• PASSAGE TO READ:
■ ■ ■ ■ ■

Wall of Shame The Bailout Plan
Written by A Forex View From Afar on Thursday, September 25, 2008The bailout plan is the hottest topic around, let us examine some of the plan’s unique characteristics:
• The plan will require a blank check with $700 billion on it, minimum
• Although the plan is just steps away from being voted, no one can say for sure what it does or how it will be implemented
• The agency in charge of supervising the plan is still unknown.
• The plan presumes the toxic debt will be taken from banks’ balance sheets. It’s still not sure how it will be priced
• Toxic debt = packages of mortgage loans which are in a default phase. Most securities had been downgraded from investment grade to junk. This looks more like investors trying to scrap them, rather than the liquidity crisis that the Treasury claims.
• If the bad debt gets overpriced U.S. taxpayers will support the losses.
• If the bad debt is under-priced or priced at the current market value, it will not help the institutions who may as well offset it at fair value now. Banks can simply write down the bed debt and the same effect will emerge.
• The main reason behind the sub-prime crisis was the high default rates among homeowners and falling house prices. Injecting huge amount of cash into the financial system will not reduce mortgage rates, nor help interbank liquidity that impacts the taxpayer who is back-stopping the package. This looks like trying to cure the symptoms rather than the disease.
• Mr. Paulson is asking for full immunity when implementing the bailouts. To some, this says a lot, and to most it says it all. This smells.
• The plan has alternative names too: “The Swedish Solution”, “The Hanky Dumpty sat on the Wall (Street)”, “Bail-me-out Mae”
• The plan has no provision for financial officers of the failing business models to re-pay into the $700B any of the bonus checks issued since June 2007 downgrades of toxic debt, that is something maybe to consider. Check issued to “The U.S. Taxpayer” will start to cover things by all of those courageous enough to do the right thing and balance the investor’s book a little. The taxpayer foots the damage bill, as well as having their own investments stripped bare. The market’s job is to take the maximum amount of money from the maximum amount of people in the minimum amount of time. Well done on getting that done, but this really is turning into a Hall of Shame.

■ ■ ■ ■ ■

• Point-per-instance localization data:
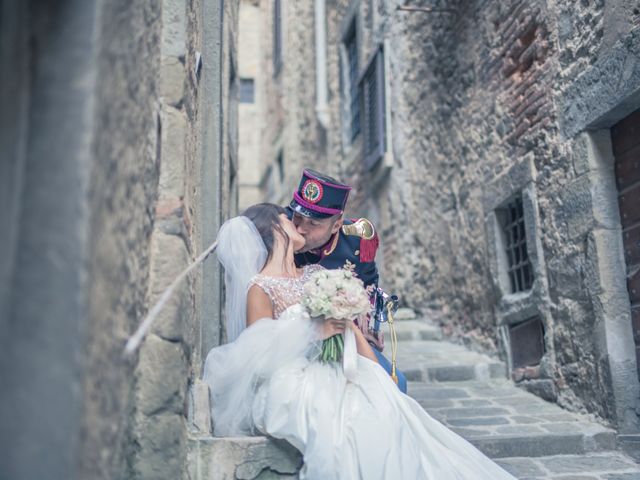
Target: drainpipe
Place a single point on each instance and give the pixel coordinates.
(322, 110)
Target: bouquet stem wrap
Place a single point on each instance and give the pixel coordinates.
(350, 356)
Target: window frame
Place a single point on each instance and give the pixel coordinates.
(374, 143)
(351, 91)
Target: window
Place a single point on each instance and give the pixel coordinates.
(247, 94)
(518, 265)
(351, 51)
(277, 36)
(373, 106)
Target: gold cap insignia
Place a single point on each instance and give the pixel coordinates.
(362, 228)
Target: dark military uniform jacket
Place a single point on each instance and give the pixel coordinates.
(356, 242)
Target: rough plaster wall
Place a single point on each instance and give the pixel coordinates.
(123, 189)
(170, 358)
(290, 122)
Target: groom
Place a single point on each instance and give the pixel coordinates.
(317, 211)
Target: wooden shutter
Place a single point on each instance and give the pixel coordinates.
(625, 137)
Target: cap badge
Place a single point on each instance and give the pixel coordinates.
(312, 191)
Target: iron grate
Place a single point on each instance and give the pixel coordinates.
(519, 266)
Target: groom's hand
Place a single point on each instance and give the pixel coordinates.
(333, 326)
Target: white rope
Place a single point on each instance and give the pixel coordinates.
(136, 339)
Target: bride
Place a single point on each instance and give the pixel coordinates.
(269, 381)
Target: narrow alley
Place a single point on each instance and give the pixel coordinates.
(478, 159)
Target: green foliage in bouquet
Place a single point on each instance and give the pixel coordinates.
(332, 349)
(338, 294)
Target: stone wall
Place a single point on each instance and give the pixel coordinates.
(484, 103)
(114, 145)
(188, 213)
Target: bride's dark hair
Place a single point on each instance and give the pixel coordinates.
(266, 218)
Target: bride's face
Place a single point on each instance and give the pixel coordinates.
(297, 240)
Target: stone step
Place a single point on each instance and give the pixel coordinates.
(592, 466)
(505, 421)
(430, 360)
(415, 330)
(249, 458)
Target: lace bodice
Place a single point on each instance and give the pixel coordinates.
(284, 292)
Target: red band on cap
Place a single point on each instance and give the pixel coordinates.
(316, 208)
(329, 184)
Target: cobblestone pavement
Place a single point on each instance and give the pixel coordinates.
(529, 437)
(468, 392)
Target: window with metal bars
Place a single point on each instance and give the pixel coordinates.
(373, 109)
(277, 36)
(518, 264)
(351, 49)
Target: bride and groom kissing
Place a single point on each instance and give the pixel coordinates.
(269, 378)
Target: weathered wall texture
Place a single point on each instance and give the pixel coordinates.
(114, 163)
(251, 165)
(485, 102)
(288, 115)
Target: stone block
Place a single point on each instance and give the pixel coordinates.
(454, 373)
(529, 445)
(405, 314)
(610, 462)
(162, 447)
(162, 376)
(577, 209)
(201, 404)
(475, 421)
(605, 265)
(174, 29)
(592, 151)
(245, 458)
(169, 257)
(544, 389)
(172, 81)
(521, 467)
(469, 412)
(172, 164)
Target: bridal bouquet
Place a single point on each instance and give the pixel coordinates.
(338, 294)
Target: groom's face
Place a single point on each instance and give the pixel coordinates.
(316, 231)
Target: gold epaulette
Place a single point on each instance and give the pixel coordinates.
(362, 228)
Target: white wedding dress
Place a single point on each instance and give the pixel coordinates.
(268, 381)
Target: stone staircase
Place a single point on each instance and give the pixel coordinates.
(470, 393)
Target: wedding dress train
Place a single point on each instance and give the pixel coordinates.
(269, 381)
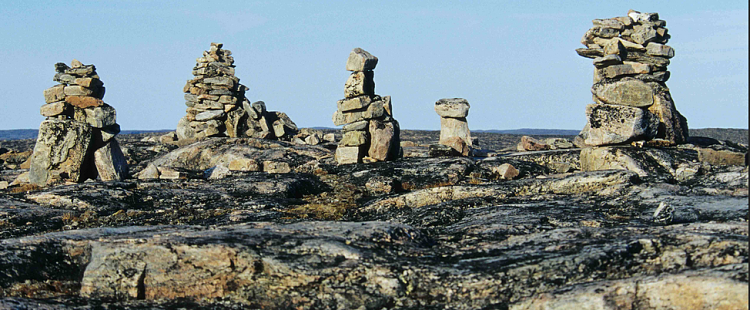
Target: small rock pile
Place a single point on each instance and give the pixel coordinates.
(454, 129)
(370, 133)
(214, 98)
(631, 100)
(265, 124)
(77, 140)
(217, 105)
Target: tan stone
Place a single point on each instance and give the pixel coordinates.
(54, 94)
(384, 140)
(83, 101)
(53, 109)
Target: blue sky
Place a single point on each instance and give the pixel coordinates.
(514, 61)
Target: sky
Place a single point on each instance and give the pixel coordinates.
(514, 61)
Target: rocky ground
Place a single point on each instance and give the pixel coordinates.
(296, 231)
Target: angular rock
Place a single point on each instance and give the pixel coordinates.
(384, 140)
(54, 94)
(656, 49)
(60, 152)
(53, 109)
(615, 124)
(358, 84)
(111, 164)
(361, 60)
(97, 117)
(452, 107)
(626, 92)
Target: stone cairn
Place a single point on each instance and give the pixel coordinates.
(77, 140)
(370, 133)
(632, 103)
(217, 105)
(214, 98)
(455, 138)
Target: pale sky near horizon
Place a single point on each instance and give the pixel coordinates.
(514, 61)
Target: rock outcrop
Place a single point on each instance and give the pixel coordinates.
(77, 140)
(454, 129)
(370, 133)
(631, 100)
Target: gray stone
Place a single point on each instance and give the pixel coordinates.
(53, 109)
(384, 140)
(626, 68)
(111, 164)
(656, 49)
(607, 60)
(627, 92)
(614, 124)
(358, 125)
(356, 103)
(643, 34)
(452, 107)
(54, 94)
(60, 151)
(358, 84)
(209, 115)
(354, 138)
(98, 117)
(361, 60)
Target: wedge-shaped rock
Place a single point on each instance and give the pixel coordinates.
(385, 141)
(60, 151)
(361, 60)
(452, 107)
(627, 92)
(98, 117)
(111, 164)
(615, 124)
(358, 84)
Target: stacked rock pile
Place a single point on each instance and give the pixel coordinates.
(370, 133)
(454, 129)
(77, 140)
(214, 98)
(631, 100)
(217, 105)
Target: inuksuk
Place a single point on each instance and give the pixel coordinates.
(632, 103)
(217, 105)
(77, 140)
(370, 133)
(214, 98)
(454, 129)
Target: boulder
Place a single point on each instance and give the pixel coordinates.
(627, 92)
(60, 152)
(452, 107)
(111, 164)
(361, 60)
(615, 124)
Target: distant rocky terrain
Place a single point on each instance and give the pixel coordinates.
(666, 229)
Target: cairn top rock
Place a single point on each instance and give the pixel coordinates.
(361, 60)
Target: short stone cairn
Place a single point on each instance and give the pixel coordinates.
(455, 138)
(632, 103)
(370, 133)
(217, 106)
(77, 140)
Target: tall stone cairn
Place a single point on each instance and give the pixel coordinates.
(214, 98)
(454, 129)
(631, 100)
(77, 140)
(370, 133)
(217, 106)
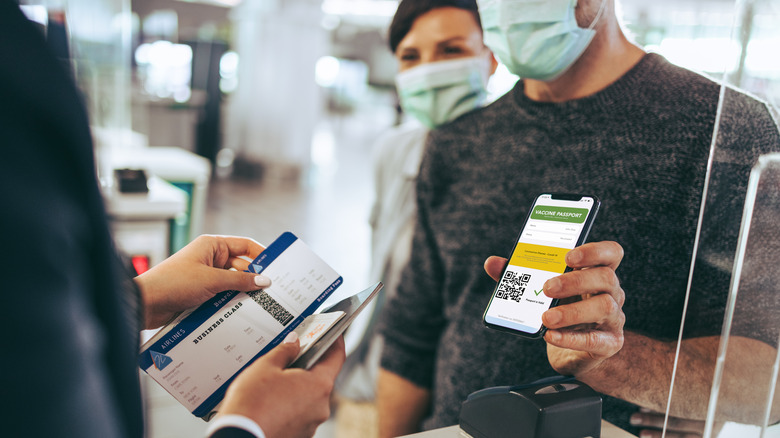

■ ■ ■ ■ ■

• ACTIVITY: Retype the passage from the post on the bailout plan, beginning at the words "Wall of Shame" and stopping after "the Treasury claims.".

• WORKED SOLUTION:
Wall of Shame The Bailout Plan
Written by A Forex View From Afar on Thursday, September 25, 2008The bailout plan is the hottest topic around, let us examine some of the plan’s unique characteristics:
• The plan will require a blank check with $700 billion on it, minimum
• Although the plan is just steps away from being voted, no one can say for sure what it does or how it will be implemented
• The agency in charge of supervising the plan is still unknown.
• The plan presumes the toxic debt will be taken from banks’ balance sheets. It’s still not sure how it will be priced
• Toxic debt = packages of mortgage loans which are in a default phase. Most securities had been downgraded from investment grade to junk. This looks more like investors trying to scrap them, rather than the liquidity crisis that the Treasury claims.